▶ _Exercise goal_:
Lines outside the range are not wanted. Give again exactly the lines between the line holding "Target: logo text on knife block" and the line holding "pixel 29 49", inclusive, from the listing below.

▶ _Information supplied_:

= Beginning of Section =

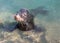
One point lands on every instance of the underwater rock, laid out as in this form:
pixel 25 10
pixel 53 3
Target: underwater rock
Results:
pixel 25 20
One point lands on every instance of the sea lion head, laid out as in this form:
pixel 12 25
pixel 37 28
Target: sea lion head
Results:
pixel 22 15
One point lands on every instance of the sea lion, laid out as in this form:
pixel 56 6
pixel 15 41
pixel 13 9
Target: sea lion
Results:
pixel 25 20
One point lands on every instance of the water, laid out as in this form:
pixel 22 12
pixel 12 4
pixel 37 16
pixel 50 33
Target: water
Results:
pixel 50 21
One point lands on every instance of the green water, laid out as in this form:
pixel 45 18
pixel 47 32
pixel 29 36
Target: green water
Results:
pixel 50 21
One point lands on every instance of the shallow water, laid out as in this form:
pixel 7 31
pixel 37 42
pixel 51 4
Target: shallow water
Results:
pixel 49 22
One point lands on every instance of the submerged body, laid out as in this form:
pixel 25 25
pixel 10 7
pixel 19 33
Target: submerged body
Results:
pixel 25 20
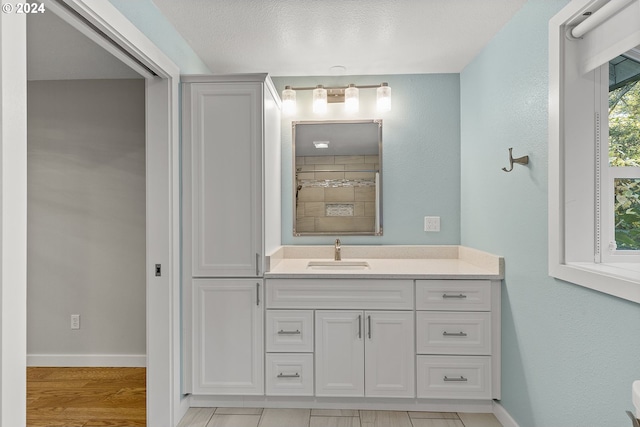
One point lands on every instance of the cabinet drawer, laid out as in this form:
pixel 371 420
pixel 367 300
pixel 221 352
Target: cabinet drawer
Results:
pixel 290 331
pixel 453 332
pixel 460 377
pixel 462 295
pixel 289 374
pixel 340 293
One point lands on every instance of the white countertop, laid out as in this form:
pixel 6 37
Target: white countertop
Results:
pixel 388 262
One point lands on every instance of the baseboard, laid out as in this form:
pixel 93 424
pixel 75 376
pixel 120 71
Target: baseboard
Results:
pixel 85 360
pixel 503 416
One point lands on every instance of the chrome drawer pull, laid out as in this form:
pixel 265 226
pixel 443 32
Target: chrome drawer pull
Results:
pixel 454 334
pixel 460 296
pixel 281 375
pixel 283 332
pixel 459 380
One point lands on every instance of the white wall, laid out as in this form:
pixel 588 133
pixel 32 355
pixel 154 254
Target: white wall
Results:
pixel 86 222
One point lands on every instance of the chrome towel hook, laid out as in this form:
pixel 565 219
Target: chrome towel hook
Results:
pixel 524 160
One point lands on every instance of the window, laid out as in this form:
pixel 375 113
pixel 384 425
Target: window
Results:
pixel 619 200
pixel 594 206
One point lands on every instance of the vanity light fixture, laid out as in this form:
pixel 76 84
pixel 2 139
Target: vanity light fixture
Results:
pixel 347 94
pixel 321 144
pixel 319 100
pixel 351 99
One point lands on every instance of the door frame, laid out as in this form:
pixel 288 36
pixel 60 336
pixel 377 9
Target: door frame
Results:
pixel 97 19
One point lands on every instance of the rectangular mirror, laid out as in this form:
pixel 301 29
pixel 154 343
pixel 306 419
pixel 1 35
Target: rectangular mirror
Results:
pixel 337 177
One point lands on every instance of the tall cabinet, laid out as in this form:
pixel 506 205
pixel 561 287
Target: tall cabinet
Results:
pixel 231 219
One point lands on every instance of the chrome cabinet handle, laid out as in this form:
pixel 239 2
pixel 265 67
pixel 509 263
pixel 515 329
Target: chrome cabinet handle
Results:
pixel 281 375
pixel 454 334
pixel 283 332
pixel 458 380
pixel 459 296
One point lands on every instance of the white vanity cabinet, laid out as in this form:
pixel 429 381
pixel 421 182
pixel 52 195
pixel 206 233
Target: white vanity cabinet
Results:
pixel 458 339
pixel 231 188
pixel 231 174
pixel 228 337
pixel 364 353
pixel 364 334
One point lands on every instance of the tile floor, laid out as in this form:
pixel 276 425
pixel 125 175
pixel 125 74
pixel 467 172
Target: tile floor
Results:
pixel 257 417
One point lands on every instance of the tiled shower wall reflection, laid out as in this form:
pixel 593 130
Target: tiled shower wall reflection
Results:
pixel 336 193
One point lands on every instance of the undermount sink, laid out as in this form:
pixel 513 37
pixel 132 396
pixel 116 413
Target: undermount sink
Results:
pixel 338 265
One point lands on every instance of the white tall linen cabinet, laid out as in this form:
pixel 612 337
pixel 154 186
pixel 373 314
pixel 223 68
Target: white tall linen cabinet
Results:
pixel 231 220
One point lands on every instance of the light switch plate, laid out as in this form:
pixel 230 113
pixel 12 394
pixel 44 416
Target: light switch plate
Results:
pixel 431 223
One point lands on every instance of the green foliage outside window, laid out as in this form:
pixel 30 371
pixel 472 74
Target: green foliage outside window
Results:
pixel 624 150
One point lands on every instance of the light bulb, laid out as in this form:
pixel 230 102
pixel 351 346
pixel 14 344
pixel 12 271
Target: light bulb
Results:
pixel 383 96
pixel 319 100
pixel 351 99
pixel 288 101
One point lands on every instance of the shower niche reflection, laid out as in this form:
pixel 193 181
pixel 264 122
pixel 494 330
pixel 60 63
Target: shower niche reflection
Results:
pixel 337 177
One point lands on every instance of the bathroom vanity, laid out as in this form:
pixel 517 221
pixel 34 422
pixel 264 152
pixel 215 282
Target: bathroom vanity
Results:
pixel 368 327
pixel 395 327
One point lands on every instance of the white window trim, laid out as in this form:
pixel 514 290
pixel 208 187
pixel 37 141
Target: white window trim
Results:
pixel 618 279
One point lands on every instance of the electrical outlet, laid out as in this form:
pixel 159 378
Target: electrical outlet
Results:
pixel 431 223
pixel 75 321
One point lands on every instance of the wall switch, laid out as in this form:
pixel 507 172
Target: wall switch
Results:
pixel 75 321
pixel 431 223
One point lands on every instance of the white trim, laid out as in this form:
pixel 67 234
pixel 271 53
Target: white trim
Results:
pixel 97 360
pixel 13 219
pixel 365 403
pixel 503 416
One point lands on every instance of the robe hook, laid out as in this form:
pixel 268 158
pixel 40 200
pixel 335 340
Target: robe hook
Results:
pixel 524 160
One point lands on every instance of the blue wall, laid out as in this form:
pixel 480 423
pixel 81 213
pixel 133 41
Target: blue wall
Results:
pixel 420 161
pixel 569 353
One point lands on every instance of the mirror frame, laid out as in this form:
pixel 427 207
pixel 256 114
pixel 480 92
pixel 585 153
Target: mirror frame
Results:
pixel 378 218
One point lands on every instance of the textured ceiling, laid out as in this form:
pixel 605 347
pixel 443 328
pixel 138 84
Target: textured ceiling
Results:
pixel 308 37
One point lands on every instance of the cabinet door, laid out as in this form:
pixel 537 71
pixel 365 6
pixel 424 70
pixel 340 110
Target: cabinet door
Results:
pixel 226 160
pixel 339 353
pixel 228 337
pixel 389 354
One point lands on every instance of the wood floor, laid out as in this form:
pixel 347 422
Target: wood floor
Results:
pixel 116 397
pixel 86 397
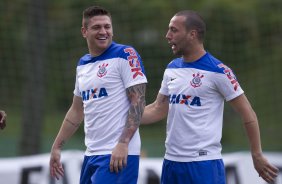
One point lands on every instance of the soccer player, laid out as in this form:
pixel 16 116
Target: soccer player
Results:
pixel 3 117
pixel 192 95
pixel 109 96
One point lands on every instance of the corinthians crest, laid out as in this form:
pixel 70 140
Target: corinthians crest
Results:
pixel 102 70
pixel 196 81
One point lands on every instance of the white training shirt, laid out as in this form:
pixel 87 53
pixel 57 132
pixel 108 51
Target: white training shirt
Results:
pixel 196 93
pixel 101 82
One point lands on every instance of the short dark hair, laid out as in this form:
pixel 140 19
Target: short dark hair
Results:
pixel 93 11
pixel 194 22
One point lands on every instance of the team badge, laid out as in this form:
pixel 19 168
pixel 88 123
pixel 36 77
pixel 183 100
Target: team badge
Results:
pixel 102 70
pixel 196 81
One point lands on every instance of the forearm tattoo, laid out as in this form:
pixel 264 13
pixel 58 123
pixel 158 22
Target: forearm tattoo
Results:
pixel 72 123
pixel 61 144
pixel 136 96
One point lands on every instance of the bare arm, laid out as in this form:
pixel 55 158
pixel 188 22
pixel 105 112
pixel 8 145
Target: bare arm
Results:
pixel 156 111
pixel 136 96
pixel 69 126
pixel 241 105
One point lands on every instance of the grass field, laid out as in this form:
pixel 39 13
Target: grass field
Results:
pixel 152 136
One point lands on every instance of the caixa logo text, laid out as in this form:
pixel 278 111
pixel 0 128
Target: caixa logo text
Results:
pixel 94 93
pixel 184 99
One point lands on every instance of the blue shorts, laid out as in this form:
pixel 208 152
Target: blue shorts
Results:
pixel 96 170
pixel 200 172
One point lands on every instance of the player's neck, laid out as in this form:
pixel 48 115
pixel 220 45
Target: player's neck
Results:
pixel 194 54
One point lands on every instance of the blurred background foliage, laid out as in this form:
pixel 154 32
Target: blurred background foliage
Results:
pixel 40 44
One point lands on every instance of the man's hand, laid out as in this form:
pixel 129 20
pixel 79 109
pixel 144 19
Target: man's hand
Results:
pixel 56 168
pixel 267 171
pixel 3 117
pixel 119 157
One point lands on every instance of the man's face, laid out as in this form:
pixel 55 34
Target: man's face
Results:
pixel 177 35
pixel 98 33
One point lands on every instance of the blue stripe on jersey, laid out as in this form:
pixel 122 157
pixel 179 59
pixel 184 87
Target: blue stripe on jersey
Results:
pixel 114 51
pixel 206 62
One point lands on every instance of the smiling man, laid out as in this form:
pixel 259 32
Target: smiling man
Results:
pixel 109 96
pixel 192 96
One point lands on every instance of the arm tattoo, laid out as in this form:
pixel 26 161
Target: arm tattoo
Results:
pixel 72 123
pixel 61 144
pixel 136 96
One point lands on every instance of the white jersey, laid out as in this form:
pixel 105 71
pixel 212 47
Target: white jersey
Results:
pixel 196 93
pixel 101 82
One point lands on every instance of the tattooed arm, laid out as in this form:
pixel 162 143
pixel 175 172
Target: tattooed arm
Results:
pixel 136 96
pixel 156 111
pixel 69 126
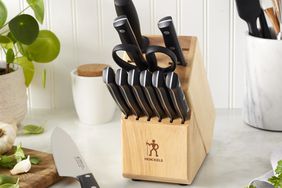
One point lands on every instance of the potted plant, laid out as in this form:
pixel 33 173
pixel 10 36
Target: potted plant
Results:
pixel 21 44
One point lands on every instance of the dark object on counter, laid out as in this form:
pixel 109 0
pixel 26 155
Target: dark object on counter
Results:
pixel 109 80
pixel 158 81
pixel 170 38
pixel 150 93
pixel 177 95
pixel 127 8
pixel 68 160
pixel 125 89
pixel 134 82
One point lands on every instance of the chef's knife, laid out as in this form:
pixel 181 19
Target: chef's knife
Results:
pixel 158 81
pixel 109 80
pixel 170 38
pixel 134 82
pixel 122 25
pixel 68 160
pixel 150 93
pixel 177 95
pixel 125 88
pixel 127 8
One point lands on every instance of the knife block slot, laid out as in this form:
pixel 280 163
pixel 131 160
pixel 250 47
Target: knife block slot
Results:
pixel 172 152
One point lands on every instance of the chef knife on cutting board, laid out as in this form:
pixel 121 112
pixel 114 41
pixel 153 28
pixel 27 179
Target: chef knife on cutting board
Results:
pixel 69 161
pixel 127 8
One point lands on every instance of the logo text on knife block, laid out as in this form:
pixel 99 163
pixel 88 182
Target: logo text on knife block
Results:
pixel 152 152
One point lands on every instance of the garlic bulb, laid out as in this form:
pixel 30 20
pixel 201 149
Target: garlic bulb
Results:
pixel 8 133
pixel 21 167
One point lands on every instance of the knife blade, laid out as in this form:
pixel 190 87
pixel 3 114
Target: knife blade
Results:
pixel 177 95
pixel 109 80
pixel 125 88
pixel 127 8
pixel 150 93
pixel 158 81
pixel 69 161
pixel 134 82
pixel 167 28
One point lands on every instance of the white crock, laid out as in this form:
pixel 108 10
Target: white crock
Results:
pixel 13 96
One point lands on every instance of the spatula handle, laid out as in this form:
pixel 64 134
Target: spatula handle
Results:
pixel 87 181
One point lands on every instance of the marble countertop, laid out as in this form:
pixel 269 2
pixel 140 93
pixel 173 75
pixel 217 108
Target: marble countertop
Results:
pixel 239 152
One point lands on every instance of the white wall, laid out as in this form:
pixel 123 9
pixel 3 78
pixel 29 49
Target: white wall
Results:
pixel 87 36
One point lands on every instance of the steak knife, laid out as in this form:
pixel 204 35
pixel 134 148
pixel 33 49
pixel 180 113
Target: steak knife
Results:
pixel 167 28
pixel 68 160
pixel 125 88
pixel 109 80
pixel 150 93
pixel 134 82
pixel 158 81
pixel 177 95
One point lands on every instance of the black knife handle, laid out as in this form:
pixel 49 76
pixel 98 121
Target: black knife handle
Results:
pixel 177 96
pixel 127 8
pixel 167 28
pixel 87 181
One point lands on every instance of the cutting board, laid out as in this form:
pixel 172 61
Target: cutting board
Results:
pixel 40 176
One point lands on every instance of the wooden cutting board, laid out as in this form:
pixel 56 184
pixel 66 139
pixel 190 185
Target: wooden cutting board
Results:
pixel 40 176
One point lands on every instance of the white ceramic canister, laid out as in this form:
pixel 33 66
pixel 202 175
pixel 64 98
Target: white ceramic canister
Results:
pixel 263 80
pixel 92 100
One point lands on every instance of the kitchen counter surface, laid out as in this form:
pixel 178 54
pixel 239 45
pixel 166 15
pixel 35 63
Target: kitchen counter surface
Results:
pixel 239 152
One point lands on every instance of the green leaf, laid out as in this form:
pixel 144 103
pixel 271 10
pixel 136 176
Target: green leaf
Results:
pixel 24 28
pixel 45 48
pixel 33 129
pixel 35 160
pixel 10 56
pixel 3 13
pixel 38 9
pixel 28 69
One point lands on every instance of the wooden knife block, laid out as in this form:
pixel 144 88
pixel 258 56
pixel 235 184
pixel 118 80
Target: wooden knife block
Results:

= End of Section =

▶ _Solution to this exercise_:
Target: logo text on knife block
Results:
pixel 152 152
One point lands on every instance of the garlic bulb, laid out as in this form:
pixel 30 20
pixel 201 149
Target: garlic bulb
Results:
pixel 8 133
pixel 21 167
One point lands on every instance of the knife blade, laid out as in this form:
pixel 190 87
pixel 3 114
Target: knife blade
Results:
pixel 177 95
pixel 109 80
pixel 125 88
pixel 127 8
pixel 150 93
pixel 158 81
pixel 69 161
pixel 134 82
pixel 167 28
One point lands on every instance of the white crock, laid out as in this form:
pixel 108 10
Target: white crock
Results:
pixel 13 96
One point lands on every instance of the spatula handle, laid out as in this form:
pixel 64 134
Target: spatula handle
Results:
pixel 87 181
One point lands on every instance of the marble countertop, laid out as in this form:
pixel 269 2
pixel 140 93
pixel 173 75
pixel 217 108
Target: marble countertop
Results:
pixel 239 152
One point lands on every instance of the white wall, laid out as in this form:
pixel 123 9
pixel 3 78
pixel 29 49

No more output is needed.